What the task requires
The data must be written out once more, precisely as given.
---------- Records supplied
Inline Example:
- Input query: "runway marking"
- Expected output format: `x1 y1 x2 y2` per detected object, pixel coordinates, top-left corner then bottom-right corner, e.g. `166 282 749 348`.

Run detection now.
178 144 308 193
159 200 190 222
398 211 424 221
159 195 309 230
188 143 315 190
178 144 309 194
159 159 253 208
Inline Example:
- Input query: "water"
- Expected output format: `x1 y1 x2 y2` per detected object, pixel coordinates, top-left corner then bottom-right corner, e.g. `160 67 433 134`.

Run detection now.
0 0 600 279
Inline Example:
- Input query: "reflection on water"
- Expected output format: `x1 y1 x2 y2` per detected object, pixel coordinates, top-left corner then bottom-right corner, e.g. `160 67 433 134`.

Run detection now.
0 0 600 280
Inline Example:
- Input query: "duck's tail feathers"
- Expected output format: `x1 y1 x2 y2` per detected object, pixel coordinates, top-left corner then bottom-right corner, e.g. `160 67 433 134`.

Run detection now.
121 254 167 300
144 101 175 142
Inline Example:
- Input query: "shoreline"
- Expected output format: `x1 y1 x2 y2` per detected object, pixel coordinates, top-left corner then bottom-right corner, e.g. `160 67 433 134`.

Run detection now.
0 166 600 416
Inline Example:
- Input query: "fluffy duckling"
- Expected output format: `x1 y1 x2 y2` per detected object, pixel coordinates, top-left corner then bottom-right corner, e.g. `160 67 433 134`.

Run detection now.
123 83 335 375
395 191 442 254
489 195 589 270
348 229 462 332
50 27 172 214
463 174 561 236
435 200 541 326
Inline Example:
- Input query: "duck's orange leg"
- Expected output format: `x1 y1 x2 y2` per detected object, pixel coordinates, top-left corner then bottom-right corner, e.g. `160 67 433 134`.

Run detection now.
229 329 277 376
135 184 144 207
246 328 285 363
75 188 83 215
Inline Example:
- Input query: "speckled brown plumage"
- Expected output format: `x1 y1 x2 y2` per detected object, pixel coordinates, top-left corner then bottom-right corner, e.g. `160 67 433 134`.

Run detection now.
--------------------
Exercise response
Inline Example:
- Input query: "runway marking"
- Expected output format: `x1 y1 x2 y2` per detected object, pixel coordinates, top-left corner then bottom-right corner, e.g. `166 282 749 348`.

Run detection now.
178 144 308 193
159 200 190 222
398 211 424 221
159 195 309 230
188 143 315 190
178 144 309 194
159 159 253 208
Inline Example:
- Input query: "water"
- Expected output format: `x1 y1 x2 y2` per detected object, pixel coordinates, top-left corner then bottom-right corner, e.g. `160 67 433 134`.

Run detection now.
0 0 600 279
Inline Example:
- Input query: "reflection on water"
- Expected output format: `x1 y1 x2 y2` per detected object, pixel coordinates, top-left corner then bottom-right corner, e.g. `160 67 433 134`.

Run detection now.
0 0 600 280
Inline Example:
- Input query: "duck's tail feathers"
- Expected output format: `x1 y1 x2 y2` per detected object, pixel coordinates, top-left corner then bottom-right corner, e.g. `160 67 433 134`.

Run detection now.
121 254 167 300
144 101 175 142
Inline Example:
- Input query: "shoreline"
- Expected output format: `x1 y1 x2 y2` per detected object, pixel coordinates, top-left corner then bottom-right corner, e.g. `160 67 433 134`.

Run detection now.
0 166 600 416
Inline Example:
- Input query: "fluffy duckling"
- Expected output format: `x1 y1 x2 y2` per detected object, pixel coordinates, top-left corner then bottom-right corner, e.g. `160 67 433 134`.

Run detection now.
123 83 335 375
395 191 442 254
489 195 589 270
348 229 462 332
50 27 172 214
463 174 561 236
435 200 541 326
Inline Example:
- Input query: "duck's orange leg"
- Expected output format: `x1 y1 x2 y2` per detected object, pixel coordinates, top-left corner then bottom-right corner, e.g. `160 67 433 134`.

Run detection now.
229 329 277 376
135 184 144 207
246 328 285 363
75 188 83 215
Inline Example:
- Input query: "speckled brown plumage"
- Expected output format: `x1 y1 x2 y2` per detected object, pixel coordinates, top-left corner then bottom-right corner, e.g. `160 67 433 134`.

Run detection now.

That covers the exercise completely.